*** DATA FOR THE TASK Section Begins ***

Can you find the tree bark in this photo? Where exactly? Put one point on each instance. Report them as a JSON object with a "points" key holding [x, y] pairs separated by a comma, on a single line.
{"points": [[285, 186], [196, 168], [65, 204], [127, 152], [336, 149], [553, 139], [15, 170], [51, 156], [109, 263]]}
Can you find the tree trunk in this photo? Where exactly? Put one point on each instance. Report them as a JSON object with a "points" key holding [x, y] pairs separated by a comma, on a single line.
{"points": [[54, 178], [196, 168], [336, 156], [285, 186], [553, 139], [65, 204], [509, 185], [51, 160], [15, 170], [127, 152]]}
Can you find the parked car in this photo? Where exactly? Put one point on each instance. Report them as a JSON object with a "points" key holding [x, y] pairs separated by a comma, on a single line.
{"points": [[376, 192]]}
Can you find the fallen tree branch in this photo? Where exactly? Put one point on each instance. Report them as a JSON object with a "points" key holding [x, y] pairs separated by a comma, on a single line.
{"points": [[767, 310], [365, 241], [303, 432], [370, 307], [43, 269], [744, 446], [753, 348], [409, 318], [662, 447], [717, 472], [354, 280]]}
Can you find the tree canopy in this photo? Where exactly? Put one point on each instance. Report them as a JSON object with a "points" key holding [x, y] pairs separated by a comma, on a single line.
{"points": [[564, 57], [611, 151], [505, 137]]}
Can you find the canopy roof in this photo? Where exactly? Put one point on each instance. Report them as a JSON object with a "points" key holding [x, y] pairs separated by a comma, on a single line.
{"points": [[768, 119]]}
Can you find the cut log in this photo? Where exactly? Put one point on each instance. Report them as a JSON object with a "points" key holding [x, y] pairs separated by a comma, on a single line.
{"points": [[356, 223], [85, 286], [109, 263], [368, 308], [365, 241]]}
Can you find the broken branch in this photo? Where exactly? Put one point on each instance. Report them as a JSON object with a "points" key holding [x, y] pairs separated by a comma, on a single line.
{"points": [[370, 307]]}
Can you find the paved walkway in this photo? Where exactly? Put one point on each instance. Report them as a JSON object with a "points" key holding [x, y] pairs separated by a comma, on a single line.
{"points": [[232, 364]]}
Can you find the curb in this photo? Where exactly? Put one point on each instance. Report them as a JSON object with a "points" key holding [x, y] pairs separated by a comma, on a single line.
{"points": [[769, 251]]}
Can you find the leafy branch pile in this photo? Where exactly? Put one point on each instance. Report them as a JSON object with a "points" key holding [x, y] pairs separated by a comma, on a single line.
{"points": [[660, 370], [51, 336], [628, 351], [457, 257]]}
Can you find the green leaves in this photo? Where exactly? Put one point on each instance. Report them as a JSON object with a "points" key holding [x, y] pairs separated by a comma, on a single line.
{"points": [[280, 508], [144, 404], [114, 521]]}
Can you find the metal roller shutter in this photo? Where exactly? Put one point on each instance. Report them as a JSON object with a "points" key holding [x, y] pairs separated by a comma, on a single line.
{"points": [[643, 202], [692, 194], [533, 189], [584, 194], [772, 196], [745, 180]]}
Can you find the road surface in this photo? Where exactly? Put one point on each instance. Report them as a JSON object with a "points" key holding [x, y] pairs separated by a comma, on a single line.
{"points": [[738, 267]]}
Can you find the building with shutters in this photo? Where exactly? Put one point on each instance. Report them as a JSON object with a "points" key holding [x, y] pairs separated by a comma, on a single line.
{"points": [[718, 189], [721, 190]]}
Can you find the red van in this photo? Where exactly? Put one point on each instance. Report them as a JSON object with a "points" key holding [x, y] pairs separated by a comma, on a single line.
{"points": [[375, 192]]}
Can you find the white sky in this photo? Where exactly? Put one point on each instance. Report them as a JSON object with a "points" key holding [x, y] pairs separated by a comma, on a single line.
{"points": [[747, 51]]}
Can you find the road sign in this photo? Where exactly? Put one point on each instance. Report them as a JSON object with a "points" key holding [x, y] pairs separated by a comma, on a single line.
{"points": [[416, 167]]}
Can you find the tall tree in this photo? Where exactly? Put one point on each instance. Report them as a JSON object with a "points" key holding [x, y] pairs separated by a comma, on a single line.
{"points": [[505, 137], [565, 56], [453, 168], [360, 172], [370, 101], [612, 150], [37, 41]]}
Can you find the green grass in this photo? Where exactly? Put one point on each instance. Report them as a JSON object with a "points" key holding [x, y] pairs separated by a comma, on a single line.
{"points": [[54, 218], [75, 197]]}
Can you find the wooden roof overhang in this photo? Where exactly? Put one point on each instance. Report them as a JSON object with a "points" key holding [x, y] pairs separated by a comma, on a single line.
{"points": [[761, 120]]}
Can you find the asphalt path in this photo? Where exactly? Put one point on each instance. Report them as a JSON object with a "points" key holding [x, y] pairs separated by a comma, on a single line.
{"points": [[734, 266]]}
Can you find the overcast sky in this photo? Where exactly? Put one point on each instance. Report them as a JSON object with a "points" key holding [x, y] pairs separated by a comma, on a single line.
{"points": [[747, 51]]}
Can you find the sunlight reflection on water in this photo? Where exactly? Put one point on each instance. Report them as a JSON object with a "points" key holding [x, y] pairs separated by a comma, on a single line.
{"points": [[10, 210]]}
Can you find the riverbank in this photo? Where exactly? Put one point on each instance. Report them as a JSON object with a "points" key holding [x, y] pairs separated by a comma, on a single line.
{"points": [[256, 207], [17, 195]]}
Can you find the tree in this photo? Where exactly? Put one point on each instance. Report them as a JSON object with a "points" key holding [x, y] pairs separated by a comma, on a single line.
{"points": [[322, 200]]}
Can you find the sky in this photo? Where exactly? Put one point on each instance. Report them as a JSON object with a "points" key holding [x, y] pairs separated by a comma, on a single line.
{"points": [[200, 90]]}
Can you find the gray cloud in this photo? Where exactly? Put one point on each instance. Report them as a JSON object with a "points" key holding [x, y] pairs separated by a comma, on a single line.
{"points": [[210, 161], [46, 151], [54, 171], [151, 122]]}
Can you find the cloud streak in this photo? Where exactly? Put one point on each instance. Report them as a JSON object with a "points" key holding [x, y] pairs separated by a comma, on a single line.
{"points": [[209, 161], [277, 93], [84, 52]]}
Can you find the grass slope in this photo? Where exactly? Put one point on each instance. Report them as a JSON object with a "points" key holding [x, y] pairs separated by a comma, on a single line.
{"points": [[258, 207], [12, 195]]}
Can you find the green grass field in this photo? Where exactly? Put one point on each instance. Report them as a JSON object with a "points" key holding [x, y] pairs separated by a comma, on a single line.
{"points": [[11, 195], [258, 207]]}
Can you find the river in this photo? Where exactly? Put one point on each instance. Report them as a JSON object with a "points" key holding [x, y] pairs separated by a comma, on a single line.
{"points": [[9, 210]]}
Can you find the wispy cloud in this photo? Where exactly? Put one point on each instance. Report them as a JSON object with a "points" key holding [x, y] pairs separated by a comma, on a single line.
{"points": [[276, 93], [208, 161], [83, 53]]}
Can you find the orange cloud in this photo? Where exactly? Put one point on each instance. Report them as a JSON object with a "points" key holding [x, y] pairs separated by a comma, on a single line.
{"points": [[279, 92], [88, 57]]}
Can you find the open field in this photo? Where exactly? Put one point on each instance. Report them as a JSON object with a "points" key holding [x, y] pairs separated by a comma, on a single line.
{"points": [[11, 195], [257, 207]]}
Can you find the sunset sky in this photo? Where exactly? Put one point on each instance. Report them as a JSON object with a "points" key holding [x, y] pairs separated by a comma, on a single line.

*** DATA FOR THE TASK Section Ends ***

# EXERCISE PROMPT
Reproduce the full set of entries above exactly, without dropping a line.

# RESPONSE AREA
Can you find the tree bark in this photo? Where exactly? Put one point on each instance. Report them as a JSON object with a "points" key holding [x, y] pairs separated by a comma, on a single line.
{"points": [[285, 186], [196, 168], [65, 204], [127, 152], [336, 149], [553, 139], [15, 170], [51, 156], [109, 263]]}
Can you find the tree trunk in this photo? Where exactly? Put one point on each instance. Report them as a JSON object with a "points" key holding [x, y] pairs separated by a comma, on a single line.
{"points": [[54, 178], [196, 168], [336, 156], [285, 186], [553, 139], [65, 204], [509, 185], [51, 160], [15, 170], [127, 152]]}
Can you find the parked car in this photo? Where exactly? Put one point on each instance. Report them as a JSON object with a "points" key holding [x, y] pairs separated by a comma, on a single line.
{"points": [[376, 192]]}
Can you find the fallen tree branch in this photo? Where exactly? Put one point on each instance. Report them as a JSON object with a "points" key holding [x, y] pairs separated by a comma, on a single line.
{"points": [[767, 310], [365, 241], [303, 432], [370, 307], [43, 269], [744, 446], [753, 348], [409, 318], [662, 447], [717, 472], [354, 280]]}
Can you find the tree canopy in this photo? Where exactly? Put one point on each instance. Report them as a JSON object with a "points" key holding [x, y] pairs separated by a comma, on a single line.
{"points": [[564, 57], [611, 151], [505, 137]]}
Can you find the canopy roof in this photo? Where exactly? Put one point on each instance. Report them as a JSON object with a "points" key holding [x, y] pairs separated by a comma, on a single line.
{"points": [[768, 119]]}
Can you find the cut log in this photo? Where exactly? Put one point on each instance. Report them as a JSON object with a "points" key holding [x, y] pairs separated by a comma, on a single line.
{"points": [[356, 223], [85, 286], [109, 263], [368, 308], [365, 241]]}
Can you find the broken branch in this photo? Where exactly? Put one point on each instance. Report them as a JSON object with a "points" key holding [x, y] pairs separated by a comma, on a single line.
{"points": [[370, 307]]}
Can you find the paved walkway in this photo? Where exactly? Put one point on each instance. Report them as a JSON object with a "points" key holding [x, y] pairs separated by a comma, on a single line.
{"points": [[232, 364]]}
Can you find the curb in this photo? Where exactly? Put one point on each instance. Report them as a JSON object with a "points" key holding [x, y] pairs separated by a comma, on a single line.
{"points": [[769, 251]]}
Can you find the leafy branch pile in this photo? Where exactly? Put one point on each instance. Report them as a JSON object with a "points" key holding [x, y] pairs separated by a comma, on a single line.
{"points": [[660, 370], [51, 336], [628, 351], [457, 257]]}
Can you find the green leaves in this photo? Where exactly? Put one point on each instance. Report them as a JSON object with a "points" key holding [x, y] pairs separated by a comma, on a single line.
{"points": [[280, 508], [144, 404], [114, 521]]}
Can you find the metal roller shutter in this photo? Where exactly? Put one point on each instance. Report them as a JSON object with a "points" key holding [x, y] pairs separated by a comma, on a single line.
{"points": [[643, 202], [692, 194], [533, 189], [584, 194], [772, 196], [745, 180]]}
Can you find the road surface in this photo? Where exactly? Put one point on each instance. Report them as a JSON object with a "points" key holding [x, y] pairs separated by a comma, on a single line.
{"points": [[738, 267]]}
Can you find the building with shutters in this photo? Where exactly? Put one point on each instance. Report them as a JSON object with a "points" key holding [x, y] pairs separated by a comma, on a single line.
{"points": [[718, 189], [721, 190]]}
Can you find the red van in this photo? Where exactly? Put one point on each instance. Report them as a JSON object with a "points" key holding [x, y] pairs separated by a comma, on a single line.
{"points": [[375, 192]]}
Can you find the white sky in this photo? Where exactly? Put one point on each instance. Report them as a JSON object with a "points" key holding [x, y] pairs separated by a comma, on a single line.
{"points": [[747, 51]]}
Can you find the road sign in this photo? Where exactly? Put one point on each instance. Report them as a JSON object with a "points" key holding [x, y] pairs separated by a comma, on a single line.
{"points": [[416, 167]]}
Can you find the tall tree in this photo? Where exactly? Put one point on each instance. Report them as a JSON object with a "points" key holding [x, y] pairs separated by a comma, on a single line.
{"points": [[505, 137], [565, 56], [453, 168], [360, 172], [370, 101], [612, 150], [37, 41]]}
Can you find the green grass in this photo? Where exactly? Put one point on each instance. Report them as a JSON object with a "points" key holding [x, y] pairs separated by a comma, on a single line.
{"points": [[54, 218], [75, 197]]}
Can you find the wooden roof overhang in this photo? Where exactly? Put one point on each instance. Report them as a JSON object with a "points" key holding [x, y] pairs separated by a comma, on a single line.
{"points": [[761, 120]]}
Can you find the asphalt path in this photo? Where exactly? Put one point on each instance. Report them as a JSON object with a "points" key holding [x, y] pairs separated by a comma, on a single line.
{"points": [[734, 266]]}
Can you find the overcast sky in this photo? Where exactly? Put one point on each instance. Report them as a JSON object with a "points" key holding [x, y] pairs separated by a comma, on a single line.
{"points": [[747, 51]]}
Can you find the sunlight reflection on water in this photo? Where exactly? Put one point on each instance. Report them as a JSON object with a "points" key holding [x, y] pairs separated by a comma, on a single line.
{"points": [[10, 210]]}
Can you find the riverbank in this photo? Where exactly? Put one point on each instance. Report them as a JSON object with a "points" key holding [x, y] pairs separated by a comma, on a single line.
{"points": [[256, 207], [17, 195]]}
Can you find the tree in this photo? Where exactly? Put one point on each instance. Report them as a JSON object with a "points" key holding [x, y] pairs separated by a comma, on a single line.
{"points": [[322, 200]]}
Can you find the sky in this photo? Where exactly? Put one point on each instance. Report them as a JSON object with a "points" key holding [x, y] pairs separated by a comma, on a single line.
{"points": [[200, 90]]}
Can you find the gray cloud in this photo? Where exactly? Put one point on each instance. Report them as a JSON object with a "points" key holding [x, y] pairs separated by a comma, on a single line.
{"points": [[210, 161], [46, 151], [54, 171], [151, 122]]}
Can you find the cloud streak in this photo? Where exactly? Put one point on each instance. Report them as a JSON object with a "points" key holding [x, y] pairs separated by a comma, on a single line.
{"points": [[209, 161], [277, 93], [84, 52]]}
Can you find the grass slope in this photo? Where exactly? Put one point on each instance. Report them as a JSON object with a "points" key holding [x, y] pairs separated by a comma, on a single line.
{"points": [[258, 207], [12, 195]]}
Can you find the green grass field in this photo? Where exactly? Put one point on each instance. Report them as a JSON object with a "points" key holding [x, y] pairs separated by a comma, on a single line.
{"points": [[11, 195], [258, 207]]}
Can you find the river in this photo? Where exactly? Put one point on each instance. Report them as a JSON object with a "points" key holding [x, y] pairs separated by a comma, on a single line.
{"points": [[9, 210]]}
Can you find the wispy cloud in this photo? Where exactly? Put one point on each instance. Report them as a JSON object with a "points" key holding [x, y] pairs separated by a comma, on a single line.
{"points": [[276, 93], [208, 161], [83, 53]]}
Can you find the orange cloud in this photo? Where exactly? Put one point on each instance. Report them as a JSON object with a "points" key holding [x, y] pairs separated by a comma, on a single line.
{"points": [[279, 92], [88, 57]]}
Can you find the open field in this photo? Where exactly? Put one point on each instance. Report them as a JSON object with a "points" key holding [x, y] pairs separated by a comma, on a single line.
{"points": [[11, 195], [257, 207]]}
Can you find the sunset sky in this photo? Where exactly? Put one point on each instance. Report them as a JSON object with a "points" key holding [x, y] pairs separated by a comma, on a single line.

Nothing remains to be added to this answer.